- **Description of the task**:
Please transcribe every entry below exactly, without including the pictures.
....
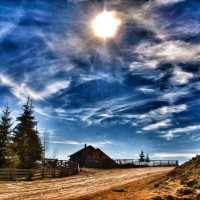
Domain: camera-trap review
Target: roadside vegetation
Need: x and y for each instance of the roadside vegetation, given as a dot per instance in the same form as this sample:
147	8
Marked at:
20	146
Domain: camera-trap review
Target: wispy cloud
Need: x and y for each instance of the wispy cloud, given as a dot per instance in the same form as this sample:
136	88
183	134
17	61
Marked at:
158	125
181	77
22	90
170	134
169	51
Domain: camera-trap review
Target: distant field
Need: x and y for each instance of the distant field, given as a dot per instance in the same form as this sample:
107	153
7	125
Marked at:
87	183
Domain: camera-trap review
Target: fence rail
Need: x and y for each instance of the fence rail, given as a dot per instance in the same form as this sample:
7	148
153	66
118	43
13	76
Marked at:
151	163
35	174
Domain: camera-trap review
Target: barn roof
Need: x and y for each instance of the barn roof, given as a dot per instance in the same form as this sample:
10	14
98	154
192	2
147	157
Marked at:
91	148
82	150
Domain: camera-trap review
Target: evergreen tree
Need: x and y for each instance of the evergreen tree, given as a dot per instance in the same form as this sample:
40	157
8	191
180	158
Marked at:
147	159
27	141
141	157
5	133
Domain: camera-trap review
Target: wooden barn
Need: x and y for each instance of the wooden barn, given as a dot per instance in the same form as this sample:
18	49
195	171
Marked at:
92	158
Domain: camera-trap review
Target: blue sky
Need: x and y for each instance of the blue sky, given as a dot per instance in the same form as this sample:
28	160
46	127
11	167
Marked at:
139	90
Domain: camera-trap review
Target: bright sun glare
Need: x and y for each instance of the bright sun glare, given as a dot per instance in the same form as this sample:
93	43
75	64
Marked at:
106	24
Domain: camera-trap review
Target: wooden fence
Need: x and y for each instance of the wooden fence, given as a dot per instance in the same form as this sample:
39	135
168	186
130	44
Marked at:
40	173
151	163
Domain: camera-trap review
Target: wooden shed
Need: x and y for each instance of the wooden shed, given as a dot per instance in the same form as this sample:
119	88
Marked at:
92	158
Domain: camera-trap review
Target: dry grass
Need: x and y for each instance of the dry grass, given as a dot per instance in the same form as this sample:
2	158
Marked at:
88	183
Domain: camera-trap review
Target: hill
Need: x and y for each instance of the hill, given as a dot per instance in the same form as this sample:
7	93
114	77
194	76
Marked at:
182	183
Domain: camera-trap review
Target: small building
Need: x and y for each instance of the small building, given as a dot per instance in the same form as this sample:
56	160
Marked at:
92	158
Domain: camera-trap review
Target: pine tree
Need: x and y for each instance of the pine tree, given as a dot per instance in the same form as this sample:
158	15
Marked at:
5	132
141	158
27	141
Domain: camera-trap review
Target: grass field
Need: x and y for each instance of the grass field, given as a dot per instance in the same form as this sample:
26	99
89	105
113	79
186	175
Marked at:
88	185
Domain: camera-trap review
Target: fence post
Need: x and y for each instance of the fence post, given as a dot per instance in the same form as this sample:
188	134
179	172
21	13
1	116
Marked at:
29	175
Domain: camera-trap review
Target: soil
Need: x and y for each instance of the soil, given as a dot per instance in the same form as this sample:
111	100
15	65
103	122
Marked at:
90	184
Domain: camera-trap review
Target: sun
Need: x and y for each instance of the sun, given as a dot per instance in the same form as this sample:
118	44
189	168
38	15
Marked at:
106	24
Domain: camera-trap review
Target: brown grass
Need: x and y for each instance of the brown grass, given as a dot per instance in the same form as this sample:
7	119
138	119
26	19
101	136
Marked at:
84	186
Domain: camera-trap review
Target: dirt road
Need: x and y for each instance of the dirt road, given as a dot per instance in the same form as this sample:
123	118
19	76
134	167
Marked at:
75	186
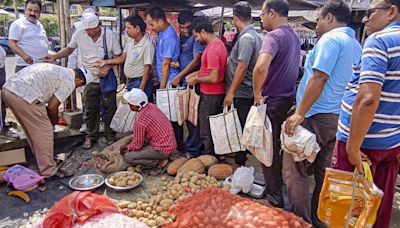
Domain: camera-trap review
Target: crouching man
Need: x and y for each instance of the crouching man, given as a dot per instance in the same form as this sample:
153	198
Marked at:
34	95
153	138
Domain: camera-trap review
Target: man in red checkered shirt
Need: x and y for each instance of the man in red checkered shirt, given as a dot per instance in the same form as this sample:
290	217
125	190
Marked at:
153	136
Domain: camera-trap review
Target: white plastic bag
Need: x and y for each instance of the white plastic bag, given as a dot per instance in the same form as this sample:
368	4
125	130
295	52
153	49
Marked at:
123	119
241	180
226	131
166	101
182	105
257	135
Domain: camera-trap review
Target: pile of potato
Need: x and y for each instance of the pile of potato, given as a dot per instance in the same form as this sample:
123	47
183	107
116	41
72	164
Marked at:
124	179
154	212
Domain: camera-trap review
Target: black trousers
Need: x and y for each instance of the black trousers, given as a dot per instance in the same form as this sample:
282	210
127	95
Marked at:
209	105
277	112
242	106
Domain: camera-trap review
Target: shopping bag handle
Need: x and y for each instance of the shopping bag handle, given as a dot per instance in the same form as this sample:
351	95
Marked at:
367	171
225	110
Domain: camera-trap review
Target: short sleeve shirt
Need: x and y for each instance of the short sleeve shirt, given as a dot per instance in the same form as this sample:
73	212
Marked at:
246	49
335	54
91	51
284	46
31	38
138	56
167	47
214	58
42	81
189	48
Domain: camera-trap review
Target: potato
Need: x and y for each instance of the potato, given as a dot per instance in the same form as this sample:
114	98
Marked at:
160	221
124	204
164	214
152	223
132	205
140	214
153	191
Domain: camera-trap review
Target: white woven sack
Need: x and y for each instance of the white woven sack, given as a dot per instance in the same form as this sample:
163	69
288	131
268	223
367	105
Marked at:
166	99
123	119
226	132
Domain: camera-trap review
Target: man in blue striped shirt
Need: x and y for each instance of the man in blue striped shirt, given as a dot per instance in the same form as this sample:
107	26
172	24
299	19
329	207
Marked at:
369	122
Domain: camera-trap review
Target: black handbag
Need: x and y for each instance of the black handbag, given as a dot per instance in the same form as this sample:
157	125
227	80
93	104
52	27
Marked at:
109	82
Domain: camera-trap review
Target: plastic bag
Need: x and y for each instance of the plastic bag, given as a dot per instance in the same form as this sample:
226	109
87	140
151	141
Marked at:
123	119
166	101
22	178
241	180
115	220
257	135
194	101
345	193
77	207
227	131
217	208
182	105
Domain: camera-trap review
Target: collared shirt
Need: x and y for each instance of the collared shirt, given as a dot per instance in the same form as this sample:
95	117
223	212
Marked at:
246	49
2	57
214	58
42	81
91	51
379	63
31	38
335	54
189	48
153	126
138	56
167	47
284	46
....
- **Response box**:
Domain: camera-trap review
Target: roadside vegetation
Need: x and y for each instance of the roadside vegetation, given as a dot per instance in the same form as this sample:
147	8
Marked at:
20	146
Domain: camera-trap review
Target: wispy cloud
Need: x and y for each instance of the wispy cloud, given as a dot per instance in the same form as this sample:
136	88
183	134
17	61
Marked at:
158	125
181	77
22	90
170	134
169	51
Domain: camera-trap review
Target: distant field
Need: x and y for each instance of the distant field, given as a dot per instance in the same form as this sample:
107	153
7	125
Marked at:
87	183
Domain: camera-trap review
Target: fence rail
Need: x and y for each instance of the fence rail, given as a dot per instance in the same form as this sample:
7	148
153	66
118	43
13	76
Marked at:
151	163
35	174
Domain: camera-trap review
Target: barn roof
Need: x and y for each instance of the barn roof, given as a dot per instance in the same form as this sample:
10	14
98	154
192	2
147	157
Marked at:
91	148
82	150
Domain: camera-trap review
Target: evergreen tree
Need: x and y for each instance of the evergreen tree, given as a dot per instance in the same form as this sample:
40	157
8	191
180	158
Marked at:
147	159
27	141
141	157
5	133
Domain: camera-trap review
Target: wooden barn
Need: x and y for each instance of the wooden barn, given as a dot per instance in the same form as this sample:
18	49
195	171
Marked at:
92	158
Domain: camera-trap review
Target: blue sky
Need: x and y for each instance of the blue sky, given as a dot per instance in the same form as this sample:
28	160
46	127
11	167
Marked at:
139	90
Domain: camera-trap review
Target: bright sun glare
Need: x and y for each instance of the bright sun glare, given as a dot per instance in the same form as this sample:
93	43
75	64
Marked at:
106	24
Domain: camera-trap review
Target: wooden fence
Need: x and y for each instance of the wooden fence, given as a dot per instance in the same form as this sample:
39	135
168	186
130	44
Marked at:
40	173
151	163
Domain: camera-trap review
Target: wooden shed
Need: x and y for each instance of the wooden shed, given as a dot per instance in the same form as this sample:
119	88
Marked at:
92	158
Domain: camera-trap review
Target: dry grass
Need: x and y for each instance of the dry grass, given as a dot per instance in the same form as this sample:
2	158
Marked at:
88	183
Domain: camera-trap review
Target: hill
Need: x and y for each instance of the hill, given as a dot per instance in the same form as this sample:
7	93
114	77
194	76
Marked at:
182	183
Domain: camera-trap review
Target: small building
Need: x and y for each instance of the small building, given as a dot per instance in the same form as this sample:
56	160
Marked at:
92	158
Domain: camera-trap review
Target: pine tree
Need: x and y for each instance of the pine tree, given as a dot per instance in the same form as this sample:
158	15
Marked at:
5	132
141	158
27	141
Domain: camera-trap review
Target: grass field
Need: x and y for each instance of the grass field, given as a dot per instance in the same form as this sample:
26	99
89	105
113	79
186	175
Marked at:
88	185
Domain: camera-trap review
Target: fence post
Need: x and y for each instance of the fence post, given as a dot per instance in the same form as this sample:
188	134
179	172
21	13
1	116
Marked at:
29	175
Domain: camera-trap review
Target: soil
Need: x and y for each instance of the soil, given as a dot per instance in the same form as this sample:
111	100
15	65
103	122
Marked at:
90	184
Domain: camera-trap review
Target: sun
Need: x and y for each instance of the sun, given as a dot per instance in the same form as this sample:
118	44
189	168
38	15
Marked at:
106	24
Domain: camera-trap review
Target: brown grass
Need: x and y for each instance of the brown grass, given as a dot per instance in the same form as this sample:
7	119
138	119
26	19
101	136
Marked at:
84	186
Domain: camera-trap review
Target: dirt road
Need: x and y for each instance of the dirt road, given as a dot per instance in the same form as this sample:
123	118
19	76
134	167
Marked at:
75	186
Domain: camera-trap review
Target: crouching man
Need: x and y for each instance of the crouching man, given as a dot per instance in the same form as this sample:
153	198
Marked at:
34	95
153	138
Domain: camera-trap review
Target: man in red checkered shirt
Need: x and y for each instance of the man in red checkered shirt, given as a dot per instance in the same form as this sample:
290	217
125	190
Marked at:
153	136
Domain: camera-trap review
Target: white plastic bag
Need: x and y for each instance of the white plastic bag, given as a dot per instance in the same form as this sample:
368	4
125	130
295	52
153	49
Marked at:
123	119
241	180
226	131
166	101
182	105
257	135
Domain: camera-trap review
Target: pile of potato
Need: x and y for each instance of the pile of potato, given as a dot per instance in the same form as this sample:
123	47
183	107
116	41
72	164
Marked at:
124	179
154	212
Domain: camera-trap review
Target: black trousers
Need: x and y for each instance of the black trousers, given as a dot per instance in the same form as this sample:
282	210
127	95
Marked at:
209	105
277	112
242	106
Domain: camera-trap review
Target: shopping bag handle
Need: x and y for each instance of the shopping bag handle, given as a dot per instance in the same form as this sample:
351	95
Marked at:
367	171
225	110
Domain: camera-trap review
Target: short sleeve shirt
Need: x and y for each instance of the short sleeve shirt, given as a dot per instance in the same form as this sample:
73	212
Marked at:
246	49
335	54
91	51
284	46
31	38
138	56
167	47
214	58
42	81
189	48
Domain: camera-trap review
Target: potato
Need: x and y for each instance of the potato, given as a dot per instance in the same form as this sample:
114	98
Marked at:
160	221
124	204
164	214
152	223
132	205
140	214
153	191
Domain: camera-trap review
Target: white woven sack
Need: x and y for each instance of the white woven sack, given as a dot per instance in the same form as this sample:
163	69
288	131
268	223
367	105
Marked at:
166	99
123	119
226	132
Domain: camera-trap review
Target: man in blue striped shirt
Need: x and y for each instance of the man in blue striped shirt, given as a dot per instance in the same form as this sample:
107	26
172	24
299	19
329	207
Marked at:
369	122
Domain: camera-trap review
Target: black handbag
Need: x and y for each instance of the black handbag, given as a dot per instance in the same form as this sample:
157	125
227	80
93	104
52	27
Marked at:
109	82
Domain: camera-trap review
Target: plastic bag
Need: x and y for each instance of the plastic bag, given as a dot per instance in the same form as this sample:
226	109
87	140
151	141
Marked at:
123	119
166	101
22	178
241	180
115	220
257	135
194	101
345	193
77	207
227	131
217	208
182	105
Domain: camera-trap review
Target: collared shirt
Need: x and y for each instance of the collared shirt, given as a dot per instance in the same form as this sample:
95	117
223	212
Marked at:
246	49
2	57
214	58
42	81
91	51
379	63
31	38
335	54
189	48
153	126
138	56
167	47
284	46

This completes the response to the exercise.